(Exercise instructions): Could you give this data back with every "pin" changed to "mark" and nothing else altered?

(Data provided):
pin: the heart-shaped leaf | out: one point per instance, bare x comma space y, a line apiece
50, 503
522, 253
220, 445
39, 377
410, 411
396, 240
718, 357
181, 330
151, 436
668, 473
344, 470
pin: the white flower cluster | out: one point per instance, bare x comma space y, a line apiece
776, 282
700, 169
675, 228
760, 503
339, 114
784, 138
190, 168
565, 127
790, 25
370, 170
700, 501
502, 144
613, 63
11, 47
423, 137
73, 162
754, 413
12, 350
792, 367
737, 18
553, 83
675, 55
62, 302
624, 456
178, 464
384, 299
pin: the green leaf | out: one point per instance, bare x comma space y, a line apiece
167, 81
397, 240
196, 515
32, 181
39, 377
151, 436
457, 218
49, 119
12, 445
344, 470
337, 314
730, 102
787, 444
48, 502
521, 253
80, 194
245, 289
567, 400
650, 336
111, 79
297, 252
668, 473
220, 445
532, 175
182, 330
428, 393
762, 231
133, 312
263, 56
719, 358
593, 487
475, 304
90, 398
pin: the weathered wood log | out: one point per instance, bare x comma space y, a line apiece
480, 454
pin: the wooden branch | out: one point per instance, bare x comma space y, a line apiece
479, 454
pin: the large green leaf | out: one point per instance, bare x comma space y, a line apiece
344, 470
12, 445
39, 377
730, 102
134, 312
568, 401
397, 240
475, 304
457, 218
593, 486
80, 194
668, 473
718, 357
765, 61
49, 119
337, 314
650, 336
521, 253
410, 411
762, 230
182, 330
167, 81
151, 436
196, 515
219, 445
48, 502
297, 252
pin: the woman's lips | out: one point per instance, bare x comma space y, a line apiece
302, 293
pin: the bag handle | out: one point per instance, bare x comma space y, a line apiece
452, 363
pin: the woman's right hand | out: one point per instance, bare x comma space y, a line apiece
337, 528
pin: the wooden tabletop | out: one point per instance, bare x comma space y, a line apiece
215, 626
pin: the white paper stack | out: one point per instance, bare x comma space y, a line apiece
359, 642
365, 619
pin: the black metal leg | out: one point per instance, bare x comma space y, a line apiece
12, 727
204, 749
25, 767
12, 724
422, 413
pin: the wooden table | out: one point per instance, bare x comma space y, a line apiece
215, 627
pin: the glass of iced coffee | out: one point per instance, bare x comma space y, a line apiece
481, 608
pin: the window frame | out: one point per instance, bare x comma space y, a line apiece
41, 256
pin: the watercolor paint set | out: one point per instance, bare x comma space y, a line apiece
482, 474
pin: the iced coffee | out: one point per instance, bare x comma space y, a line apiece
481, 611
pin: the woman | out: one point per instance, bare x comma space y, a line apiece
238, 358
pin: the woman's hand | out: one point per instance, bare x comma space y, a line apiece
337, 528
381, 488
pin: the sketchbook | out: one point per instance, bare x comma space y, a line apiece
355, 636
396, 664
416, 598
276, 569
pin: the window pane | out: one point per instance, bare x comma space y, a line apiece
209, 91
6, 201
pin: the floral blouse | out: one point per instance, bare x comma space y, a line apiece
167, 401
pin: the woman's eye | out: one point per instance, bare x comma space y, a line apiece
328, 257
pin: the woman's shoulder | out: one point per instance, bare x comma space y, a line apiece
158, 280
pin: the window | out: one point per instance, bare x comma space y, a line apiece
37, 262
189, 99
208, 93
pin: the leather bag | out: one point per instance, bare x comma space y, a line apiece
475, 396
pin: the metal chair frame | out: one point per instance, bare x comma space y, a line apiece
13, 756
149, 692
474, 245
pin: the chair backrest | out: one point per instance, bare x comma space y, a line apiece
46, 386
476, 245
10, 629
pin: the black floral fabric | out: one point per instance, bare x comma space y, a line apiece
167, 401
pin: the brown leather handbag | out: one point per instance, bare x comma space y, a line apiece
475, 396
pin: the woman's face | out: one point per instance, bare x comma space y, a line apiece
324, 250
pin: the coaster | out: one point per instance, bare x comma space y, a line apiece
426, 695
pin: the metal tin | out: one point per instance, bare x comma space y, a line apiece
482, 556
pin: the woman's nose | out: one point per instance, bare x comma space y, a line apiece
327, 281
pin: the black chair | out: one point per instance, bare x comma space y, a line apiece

(Result):
mark: the heart-shaped leaf | out: one point per instance, bare x comma space y, a line apiece
50, 503
522, 253
220, 445
39, 377
410, 411
396, 240
718, 357
181, 330
151, 436
668, 473
344, 470
mark: the white flower cluster | out: one point per instance, bare x comma space y, a line apiece
776, 282
700, 169
675, 228
760, 503
339, 114
784, 138
190, 168
565, 127
790, 25
370, 170
700, 501
502, 144
613, 63
11, 47
423, 137
73, 162
754, 413
12, 350
792, 367
737, 18
553, 83
675, 55
62, 302
624, 456
178, 464
384, 299
mark: the green leaf | out: one point per instance, bare x comma space y, a line apiece
167, 81
397, 240
196, 515
32, 181
39, 377
151, 436
457, 218
49, 119
12, 445
344, 470
337, 314
730, 102
787, 444
48, 502
521, 253
80, 194
245, 289
567, 400
650, 336
111, 79
297, 252
668, 473
220, 445
532, 175
182, 330
428, 393
762, 231
133, 312
263, 56
719, 358
593, 487
475, 304
90, 398
mark: the weathered wood log | out: one point per instance, bare x comma space y, a line apiece
480, 454
mark: the wooden branch | out: one point per instance, bare x comma space y, a line apiece
479, 454
mark: the large green leaf | out: one point per instance, bare x comma space y, a line apiece
344, 470
12, 445
39, 377
730, 102
134, 312
568, 401
397, 240
475, 304
457, 218
593, 486
80, 194
668, 473
718, 357
765, 61
49, 119
337, 314
650, 336
521, 253
410, 411
762, 230
182, 330
167, 81
151, 436
196, 515
219, 445
48, 502
297, 252
mark: the woman's lips | out: one point per instance, bare x comma space y, a line apiece
302, 293
mark: the bag handle | out: one point per instance, bare x comma space y, a line apiece
452, 363
mark: the woman's right hand | out: one point per instance, bare x comma space y, a line apiece
337, 528
mark: the wooden tabletop | out: one point per instance, bare x comma space y, a line apiece
215, 626
mark: the white paper stack | out: one point per instance, bare x comma space y, a line apiece
359, 642
365, 619
mark: the black metal leg | out: one point per instance, bare x comma space y, a line apiece
12, 727
204, 749
25, 767
12, 724
422, 413
mark: the wooden table | out: one point per instance, bare x comma space y, a line apiece
215, 627
mark: the glass of iced coffee | out: one point per instance, bare x comma space y, a line apiece
481, 608
mark: the window frame | out: one point per instance, bare x comma space y, a line apiece
41, 256
mark: the watercolor paint set | out: one point per instance, bare x comma space y, a line apiece
482, 474
mark: the iced coffee | out: one point per instance, bare x comma space y, a line apiece
481, 611
mark: the woman | out: one point per instance, bare x comma space y, a line apiece
238, 358
mark: the woman's hand | out: one point per instance, bare x comma space y, a line apiece
337, 528
381, 488
mark: the sketchbook | out: one point per instance, bare x comma space y, a line apiece
355, 636
396, 664
416, 598
276, 569
mark: the window pane | out: one point per instance, bare x comma space y, a line apiece
209, 91
6, 201
mark: the floral blouse | out: one point per instance, bare x comma space y, a line apiece
167, 401
mark: the woman's eye | out: one point per instance, bare x comma space y, a line apiece
328, 257
mark: the woman's shoulder | out: one point per instance, bare x comma space y, a line apiece
158, 280
mark: the window | out: one point per instance, bare x comma space y, a line apiece
37, 262
189, 99
208, 93
mark: the leather bag | out: one point per instance, bare x comma space y, a line apiece
475, 396
mark: the metal chair frame | out: one point per instance, bare x comma space y, a line apiece
13, 756
149, 692
474, 245
mark: the chair backrest | out: one point per instance, bare x comma space y, a line apiece
46, 386
476, 245
10, 629
mark: the black floral fabric | out: one point per instance, bare x comma space y, a line apiece
167, 401
mark: the brown leather handbag | out: one point per instance, bare x comma space y, a line apiece
475, 396
mark: the woman's face | out: one point per instance, bare x comma space y, a line apiece
324, 250
mark: the coaster | out: one point per instance, bare x comma space y, a line apiece
426, 695
mark: the metal tin | out: one point per instance, bare x comma space y, a line apiece
482, 556
mark: the woman's nose | out: one point per instance, bare x comma space y, a line apiece
327, 281
mark: the black chair | out: one point per instance, bare x comma space y, a line apiece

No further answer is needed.